#### [Task item]
Copy each line below exactly as it appears. Pictures are to be omitted.
■ ■ ■
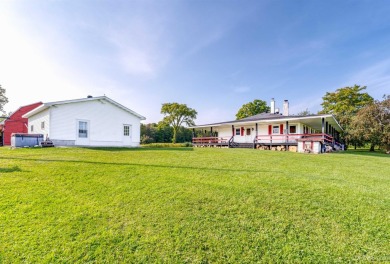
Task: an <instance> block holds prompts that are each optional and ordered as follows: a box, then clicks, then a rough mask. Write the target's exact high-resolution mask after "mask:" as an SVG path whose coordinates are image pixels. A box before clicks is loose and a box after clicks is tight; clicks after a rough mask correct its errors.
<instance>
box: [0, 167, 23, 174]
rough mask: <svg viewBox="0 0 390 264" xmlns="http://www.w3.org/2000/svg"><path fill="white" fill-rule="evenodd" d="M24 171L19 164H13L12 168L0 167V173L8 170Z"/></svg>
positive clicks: (12, 171) (15, 171) (2, 172)
mask: <svg viewBox="0 0 390 264" xmlns="http://www.w3.org/2000/svg"><path fill="white" fill-rule="evenodd" d="M17 171H22V170H21V169H20V168H19V167H18V166H13V167H12V168H0V173H6V172H17Z"/></svg>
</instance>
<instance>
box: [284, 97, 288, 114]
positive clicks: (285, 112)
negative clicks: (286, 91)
mask: <svg viewBox="0 0 390 264" xmlns="http://www.w3.org/2000/svg"><path fill="white" fill-rule="evenodd" d="M288 105H289V104H288V100H284V102H283V115H284V116H288V115H289V110H288Z"/></svg>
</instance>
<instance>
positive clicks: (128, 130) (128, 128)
mask: <svg viewBox="0 0 390 264" xmlns="http://www.w3.org/2000/svg"><path fill="white" fill-rule="evenodd" d="M123 135H124V136H130V126H129V125H124V126H123Z"/></svg>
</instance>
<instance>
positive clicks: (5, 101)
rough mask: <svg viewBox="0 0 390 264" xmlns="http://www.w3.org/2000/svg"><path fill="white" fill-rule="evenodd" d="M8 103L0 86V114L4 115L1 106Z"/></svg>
mask: <svg viewBox="0 0 390 264" xmlns="http://www.w3.org/2000/svg"><path fill="white" fill-rule="evenodd" d="M6 103H8V98H7V97H6V96H5V89H4V88H2V87H1V85H0V114H5V112H4V109H3V106H4V105H5V104H6Z"/></svg>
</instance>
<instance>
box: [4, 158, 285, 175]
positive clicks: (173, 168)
mask: <svg viewBox="0 0 390 264" xmlns="http://www.w3.org/2000/svg"><path fill="white" fill-rule="evenodd" d="M1 159H4V160H22V161H40V162H42V161H47V162H64V163H75V164H77V163H84V164H94V165H111V166H137V167H138V166H139V167H151V168H162V169H186V170H204V171H227V172H245V173H259V172H267V173H270V172H271V173H281V174H289V173H288V171H282V170H253V169H228V168H209V167H200V166H199V167H191V166H179V165H157V164H142V163H124V162H101V161H87V160H55V159H33V158H13V157H7V158H2V157H0V160H1Z"/></svg>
■ ■ ■
#### [Task answer]
Task: an <instance> block holds prompts that are each optional and ordered as follows: a box, then clicks, then a rough mask. Write the target's exact high-resolution mask after "mask:" as an SVG path whose coordinates are image pixels. A box before clicks is loose and a box after clicks is tight; clicks after a rough mask correct its errors.
<instance>
box: [0, 167, 23, 174]
rough mask: <svg viewBox="0 0 390 264" xmlns="http://www.w3.org/2000/svg"><path fill="white" fill-rule="evenodd" d="M24 171L19 164H13L12 168L0 167V173L8 170Z"/></svg>
positive clicks: (12, 171) (15, 171) (2, 172)
mask: <svg viewBox="0 0 390 264" xmlns="http://www.w3.org/2000/svg"><path fill="white" fill-rule="evenodd" d="M17 171H22V170H21V169H20V168H19V167H18V166H13V167H12V168H0V173H6V172H17Z"/></svg>
</instance>
<instance>
box: [284, 97, 288, 114]
positive clicks: (285, 112)
negative clicks: (286, 91)
mask: <svg viewBox="0 0 390 264" xmlns="http://www.w3.org/2000/svg"><path fill="white" fill-rule="evenodd" d="M288 105H289V104H288V100H284V102H283V115H284V116H288V115H289V110H288Z"/></svg>
</instance>
<instance>
positive clicks: (128, 130) (128, 128)
mask: <svg viewBox="0 0 390 264" xmlns="http://www.w3.org/2000/svg"><path fill="white" fill-rule="evenodd" d="M123 135H124V136H130V126H129V125H124V126H123Z"/></svg>
</instance>
<instance>
positive clicks: (5, 101)
rough mask: <svg viewBox="0 0 390 264" xmlns="http://www.w3.org/2000/svg"><path fill="white" fill-rule="evenodd" d="M8 103L0 86V114L4 115L1 106Z"/></svg>
mask: <svg viewBox="0 0 390 264" xmlns="http://www.w3.org/2000/svg"><path fill="white" fill-rule="evenodd" d="M6 103H8V98H7V97H6V96H5V89H4V88H2V87H1V85H0V114H5V112H4V109H3V106H4V105H5V104H6Z"/></svg>
</instance>
<instance>
box: [4, 158, 285, 175]
positive clicks: (173, 168)
mask: <svg viewBox="0 0 390 264" xmlns="http://www.w3.org/2000/svg"><path fill="white" fill-rule="evenodd" d="M1 159H4V160H22V161H40V162H42V161H47V162H64V163H75V164H77V163H84V164H94V165H111V166H137V167H138V166H139V167H151V168H162V169H186V170H204V171H227V172H245V173H259V172H267V173H270V172H271V173H281V174H289V173H288V171H282V170H253V169H228V168H209V167H200V166H199V167H191V166H179V165H157V164H142V163H124V162H101V161H87V160H55V159H33V158H13V157H7V158H2V157H0V160H1Z"/></svg>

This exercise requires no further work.